### RECORDS FOR THIS TASK
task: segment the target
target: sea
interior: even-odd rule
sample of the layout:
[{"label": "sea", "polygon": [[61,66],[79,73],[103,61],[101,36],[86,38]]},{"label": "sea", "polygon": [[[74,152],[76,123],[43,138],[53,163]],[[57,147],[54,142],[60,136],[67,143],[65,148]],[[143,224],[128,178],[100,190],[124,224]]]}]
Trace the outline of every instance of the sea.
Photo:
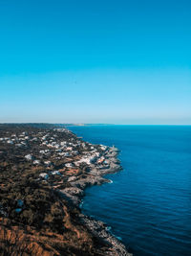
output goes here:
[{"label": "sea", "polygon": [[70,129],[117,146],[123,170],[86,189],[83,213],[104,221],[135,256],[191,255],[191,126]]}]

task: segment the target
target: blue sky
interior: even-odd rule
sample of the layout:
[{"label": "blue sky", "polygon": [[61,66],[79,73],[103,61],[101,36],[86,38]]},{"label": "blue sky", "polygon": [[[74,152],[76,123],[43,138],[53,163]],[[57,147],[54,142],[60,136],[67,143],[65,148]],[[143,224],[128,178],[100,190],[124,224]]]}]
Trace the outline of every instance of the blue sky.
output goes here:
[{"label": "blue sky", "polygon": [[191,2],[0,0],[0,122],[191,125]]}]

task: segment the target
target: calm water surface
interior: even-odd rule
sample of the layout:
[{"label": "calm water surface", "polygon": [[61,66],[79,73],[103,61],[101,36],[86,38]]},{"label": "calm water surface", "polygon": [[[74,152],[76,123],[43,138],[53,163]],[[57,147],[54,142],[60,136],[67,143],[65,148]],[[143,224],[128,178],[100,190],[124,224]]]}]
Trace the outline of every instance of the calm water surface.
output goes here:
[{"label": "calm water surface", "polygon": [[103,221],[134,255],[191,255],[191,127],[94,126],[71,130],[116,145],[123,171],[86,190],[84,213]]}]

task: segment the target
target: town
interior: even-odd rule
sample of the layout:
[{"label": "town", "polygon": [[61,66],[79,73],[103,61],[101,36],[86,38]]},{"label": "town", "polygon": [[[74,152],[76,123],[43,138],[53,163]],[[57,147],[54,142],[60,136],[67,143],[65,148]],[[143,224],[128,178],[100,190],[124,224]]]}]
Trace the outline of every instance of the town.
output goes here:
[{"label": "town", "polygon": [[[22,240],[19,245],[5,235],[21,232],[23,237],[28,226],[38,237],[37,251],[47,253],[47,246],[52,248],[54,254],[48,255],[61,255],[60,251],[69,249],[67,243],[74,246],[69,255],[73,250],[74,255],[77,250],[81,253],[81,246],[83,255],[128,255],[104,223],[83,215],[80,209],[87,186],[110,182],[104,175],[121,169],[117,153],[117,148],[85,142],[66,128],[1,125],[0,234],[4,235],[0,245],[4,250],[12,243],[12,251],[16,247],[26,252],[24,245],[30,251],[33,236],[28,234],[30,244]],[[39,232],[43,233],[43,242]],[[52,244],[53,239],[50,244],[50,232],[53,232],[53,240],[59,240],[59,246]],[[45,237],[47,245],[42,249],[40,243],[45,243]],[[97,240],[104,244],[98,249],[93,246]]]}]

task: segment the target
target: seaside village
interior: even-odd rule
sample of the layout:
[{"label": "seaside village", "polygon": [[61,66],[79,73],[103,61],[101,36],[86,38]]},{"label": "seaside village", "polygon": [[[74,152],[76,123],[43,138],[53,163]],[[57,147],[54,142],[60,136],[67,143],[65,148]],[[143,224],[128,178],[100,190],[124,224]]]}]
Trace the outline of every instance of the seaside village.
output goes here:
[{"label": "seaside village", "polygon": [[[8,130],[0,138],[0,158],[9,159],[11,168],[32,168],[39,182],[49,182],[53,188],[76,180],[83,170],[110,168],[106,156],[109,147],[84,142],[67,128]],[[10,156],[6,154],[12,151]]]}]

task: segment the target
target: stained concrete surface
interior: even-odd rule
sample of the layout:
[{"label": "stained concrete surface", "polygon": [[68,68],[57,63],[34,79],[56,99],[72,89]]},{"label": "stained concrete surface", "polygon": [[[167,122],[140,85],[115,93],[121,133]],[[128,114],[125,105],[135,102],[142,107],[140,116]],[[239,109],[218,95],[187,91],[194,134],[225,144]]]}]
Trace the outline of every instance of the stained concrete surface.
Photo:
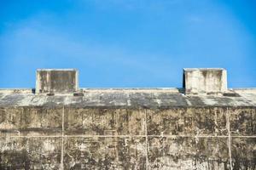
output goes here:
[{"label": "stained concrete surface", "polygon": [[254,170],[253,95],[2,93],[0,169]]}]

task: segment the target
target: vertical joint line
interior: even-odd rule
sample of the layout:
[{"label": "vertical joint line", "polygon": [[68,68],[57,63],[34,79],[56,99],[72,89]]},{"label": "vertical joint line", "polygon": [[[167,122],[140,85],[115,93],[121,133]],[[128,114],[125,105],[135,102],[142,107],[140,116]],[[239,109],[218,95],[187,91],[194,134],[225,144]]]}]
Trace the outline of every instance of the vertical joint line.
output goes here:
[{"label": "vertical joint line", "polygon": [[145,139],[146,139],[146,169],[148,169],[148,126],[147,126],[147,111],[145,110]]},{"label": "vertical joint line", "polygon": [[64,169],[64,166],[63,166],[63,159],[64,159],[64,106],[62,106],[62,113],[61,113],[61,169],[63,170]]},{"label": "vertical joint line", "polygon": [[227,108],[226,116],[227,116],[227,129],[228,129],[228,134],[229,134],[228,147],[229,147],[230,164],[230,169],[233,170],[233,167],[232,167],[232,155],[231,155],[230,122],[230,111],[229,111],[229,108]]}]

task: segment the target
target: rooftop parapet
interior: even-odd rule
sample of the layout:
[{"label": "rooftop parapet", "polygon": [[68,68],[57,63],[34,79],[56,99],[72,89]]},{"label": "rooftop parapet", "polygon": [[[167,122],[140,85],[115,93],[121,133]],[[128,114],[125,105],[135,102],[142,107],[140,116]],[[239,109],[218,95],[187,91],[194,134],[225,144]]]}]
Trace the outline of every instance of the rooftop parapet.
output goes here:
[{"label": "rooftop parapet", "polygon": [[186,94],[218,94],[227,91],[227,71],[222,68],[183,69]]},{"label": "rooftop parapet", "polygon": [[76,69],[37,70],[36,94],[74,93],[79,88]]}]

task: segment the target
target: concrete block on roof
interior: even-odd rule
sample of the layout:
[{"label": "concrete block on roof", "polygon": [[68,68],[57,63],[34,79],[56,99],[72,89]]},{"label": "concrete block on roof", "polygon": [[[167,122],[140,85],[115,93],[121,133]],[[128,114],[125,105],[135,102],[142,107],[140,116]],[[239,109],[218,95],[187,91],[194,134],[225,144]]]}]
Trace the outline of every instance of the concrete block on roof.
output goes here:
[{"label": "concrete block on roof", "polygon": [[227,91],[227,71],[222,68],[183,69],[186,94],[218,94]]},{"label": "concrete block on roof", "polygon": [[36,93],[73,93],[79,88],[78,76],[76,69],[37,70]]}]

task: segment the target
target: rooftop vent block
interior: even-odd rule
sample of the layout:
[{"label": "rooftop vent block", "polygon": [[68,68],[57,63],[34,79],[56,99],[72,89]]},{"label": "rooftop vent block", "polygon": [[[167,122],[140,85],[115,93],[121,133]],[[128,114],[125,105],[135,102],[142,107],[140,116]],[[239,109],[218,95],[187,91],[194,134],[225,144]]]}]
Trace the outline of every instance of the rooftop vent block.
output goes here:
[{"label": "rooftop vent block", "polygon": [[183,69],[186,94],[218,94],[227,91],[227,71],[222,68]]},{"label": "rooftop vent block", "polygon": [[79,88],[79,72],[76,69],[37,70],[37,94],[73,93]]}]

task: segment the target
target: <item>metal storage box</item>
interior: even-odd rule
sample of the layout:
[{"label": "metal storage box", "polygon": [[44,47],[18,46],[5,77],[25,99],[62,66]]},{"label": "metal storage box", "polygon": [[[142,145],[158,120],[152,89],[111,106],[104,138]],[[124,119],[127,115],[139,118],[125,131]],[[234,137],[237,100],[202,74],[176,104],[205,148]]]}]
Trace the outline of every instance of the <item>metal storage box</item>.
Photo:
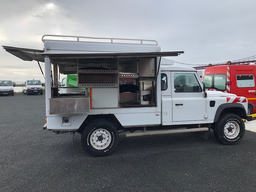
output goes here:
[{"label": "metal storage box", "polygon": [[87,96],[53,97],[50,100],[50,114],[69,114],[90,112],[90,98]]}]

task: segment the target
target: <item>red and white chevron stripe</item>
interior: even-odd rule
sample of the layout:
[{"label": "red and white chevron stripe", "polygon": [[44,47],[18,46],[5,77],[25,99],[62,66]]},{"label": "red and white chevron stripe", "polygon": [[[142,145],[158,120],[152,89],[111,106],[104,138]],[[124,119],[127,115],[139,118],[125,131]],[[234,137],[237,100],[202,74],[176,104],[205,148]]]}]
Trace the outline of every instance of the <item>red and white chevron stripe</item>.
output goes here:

### OBJECTIVE
Show every line of the rows above that contains the string "item", matching case exactly.

### TASK RESPONSE
target: <item>metal storage box</item>
Trace the outline of every instance of the <item>metal storage box</item>.
target: <item>red and white chevron stripe</item>
Trace the outline of every instance of the <item>red and white chevron stripe</item>.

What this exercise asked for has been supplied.